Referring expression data
....
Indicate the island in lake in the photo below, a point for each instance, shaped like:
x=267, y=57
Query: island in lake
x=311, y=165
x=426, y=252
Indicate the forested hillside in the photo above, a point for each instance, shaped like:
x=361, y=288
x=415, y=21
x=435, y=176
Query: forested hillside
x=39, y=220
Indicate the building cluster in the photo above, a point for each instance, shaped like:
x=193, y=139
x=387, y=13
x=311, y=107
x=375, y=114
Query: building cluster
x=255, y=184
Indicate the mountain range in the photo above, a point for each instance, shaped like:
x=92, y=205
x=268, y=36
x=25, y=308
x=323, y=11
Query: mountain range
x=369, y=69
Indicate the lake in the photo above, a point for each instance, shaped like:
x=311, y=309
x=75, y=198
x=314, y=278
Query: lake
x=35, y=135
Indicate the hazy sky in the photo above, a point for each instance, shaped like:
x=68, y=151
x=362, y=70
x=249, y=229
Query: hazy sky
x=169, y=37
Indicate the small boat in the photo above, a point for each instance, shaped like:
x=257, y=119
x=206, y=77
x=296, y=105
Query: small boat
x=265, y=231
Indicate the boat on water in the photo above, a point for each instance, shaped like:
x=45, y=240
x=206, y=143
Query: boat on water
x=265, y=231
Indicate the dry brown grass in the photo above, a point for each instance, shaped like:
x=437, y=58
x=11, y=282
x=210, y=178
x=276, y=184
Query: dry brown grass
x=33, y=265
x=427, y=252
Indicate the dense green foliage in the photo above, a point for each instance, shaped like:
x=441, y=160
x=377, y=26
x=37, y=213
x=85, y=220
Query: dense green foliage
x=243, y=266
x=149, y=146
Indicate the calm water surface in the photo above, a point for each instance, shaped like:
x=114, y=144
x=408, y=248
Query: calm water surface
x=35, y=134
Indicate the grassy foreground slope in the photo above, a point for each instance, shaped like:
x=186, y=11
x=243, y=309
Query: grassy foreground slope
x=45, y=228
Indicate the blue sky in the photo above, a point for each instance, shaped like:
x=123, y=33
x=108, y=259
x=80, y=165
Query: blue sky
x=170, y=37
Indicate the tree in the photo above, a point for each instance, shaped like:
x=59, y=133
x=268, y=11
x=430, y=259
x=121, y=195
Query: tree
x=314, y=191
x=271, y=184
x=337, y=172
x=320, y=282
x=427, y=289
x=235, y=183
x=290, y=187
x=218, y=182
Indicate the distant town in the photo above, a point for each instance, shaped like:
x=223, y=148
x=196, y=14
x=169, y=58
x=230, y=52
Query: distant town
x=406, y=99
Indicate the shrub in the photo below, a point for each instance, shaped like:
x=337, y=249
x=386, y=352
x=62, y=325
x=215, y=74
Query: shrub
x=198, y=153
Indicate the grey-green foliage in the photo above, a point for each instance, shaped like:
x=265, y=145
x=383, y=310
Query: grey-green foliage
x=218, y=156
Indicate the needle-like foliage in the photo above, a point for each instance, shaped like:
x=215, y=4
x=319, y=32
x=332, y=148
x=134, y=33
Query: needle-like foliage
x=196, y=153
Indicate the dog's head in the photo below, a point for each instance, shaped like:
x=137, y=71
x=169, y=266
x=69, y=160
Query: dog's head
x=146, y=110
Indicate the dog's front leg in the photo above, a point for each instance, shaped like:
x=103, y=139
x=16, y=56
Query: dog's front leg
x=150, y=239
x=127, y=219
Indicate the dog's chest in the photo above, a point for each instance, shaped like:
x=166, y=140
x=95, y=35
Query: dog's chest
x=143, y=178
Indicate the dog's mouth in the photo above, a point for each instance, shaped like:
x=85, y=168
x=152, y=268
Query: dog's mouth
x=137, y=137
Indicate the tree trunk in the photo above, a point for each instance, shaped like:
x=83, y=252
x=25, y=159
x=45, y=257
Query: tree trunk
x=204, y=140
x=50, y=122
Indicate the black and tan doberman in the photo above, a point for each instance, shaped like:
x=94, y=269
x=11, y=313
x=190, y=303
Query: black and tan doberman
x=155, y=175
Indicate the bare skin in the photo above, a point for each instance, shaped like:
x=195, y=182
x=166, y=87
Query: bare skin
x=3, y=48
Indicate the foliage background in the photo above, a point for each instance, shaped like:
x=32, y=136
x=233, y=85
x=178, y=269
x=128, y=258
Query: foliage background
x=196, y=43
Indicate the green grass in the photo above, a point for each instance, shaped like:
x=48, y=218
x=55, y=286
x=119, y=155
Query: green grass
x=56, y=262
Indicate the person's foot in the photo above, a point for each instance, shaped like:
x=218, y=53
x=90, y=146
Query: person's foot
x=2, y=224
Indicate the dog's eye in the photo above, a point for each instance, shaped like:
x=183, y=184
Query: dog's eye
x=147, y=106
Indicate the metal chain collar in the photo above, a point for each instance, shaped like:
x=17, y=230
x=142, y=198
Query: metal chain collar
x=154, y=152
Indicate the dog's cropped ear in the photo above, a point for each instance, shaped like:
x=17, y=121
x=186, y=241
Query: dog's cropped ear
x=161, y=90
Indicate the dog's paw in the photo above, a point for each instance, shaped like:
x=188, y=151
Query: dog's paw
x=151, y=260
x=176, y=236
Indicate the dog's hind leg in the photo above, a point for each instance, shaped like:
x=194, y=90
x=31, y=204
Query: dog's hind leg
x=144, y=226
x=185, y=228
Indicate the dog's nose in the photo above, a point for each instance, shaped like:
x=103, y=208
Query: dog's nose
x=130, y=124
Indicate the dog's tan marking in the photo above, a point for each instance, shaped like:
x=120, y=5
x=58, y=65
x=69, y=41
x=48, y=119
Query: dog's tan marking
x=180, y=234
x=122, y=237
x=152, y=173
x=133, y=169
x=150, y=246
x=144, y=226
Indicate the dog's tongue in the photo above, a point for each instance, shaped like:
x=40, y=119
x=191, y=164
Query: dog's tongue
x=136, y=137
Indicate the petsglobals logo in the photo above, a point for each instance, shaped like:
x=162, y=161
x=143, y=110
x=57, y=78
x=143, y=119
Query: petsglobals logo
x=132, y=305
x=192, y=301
....
### Prompt
Look through the data above. Copy every line with the string "below" in it.

### Your response
Indicate the island in lake in the photo below, a point for each instance, shaped like:
Indicate the shrub in the photo below, a point for each instance, shaped like:
Indicate the dog's head in the photo below, a point for each instance, shaped like:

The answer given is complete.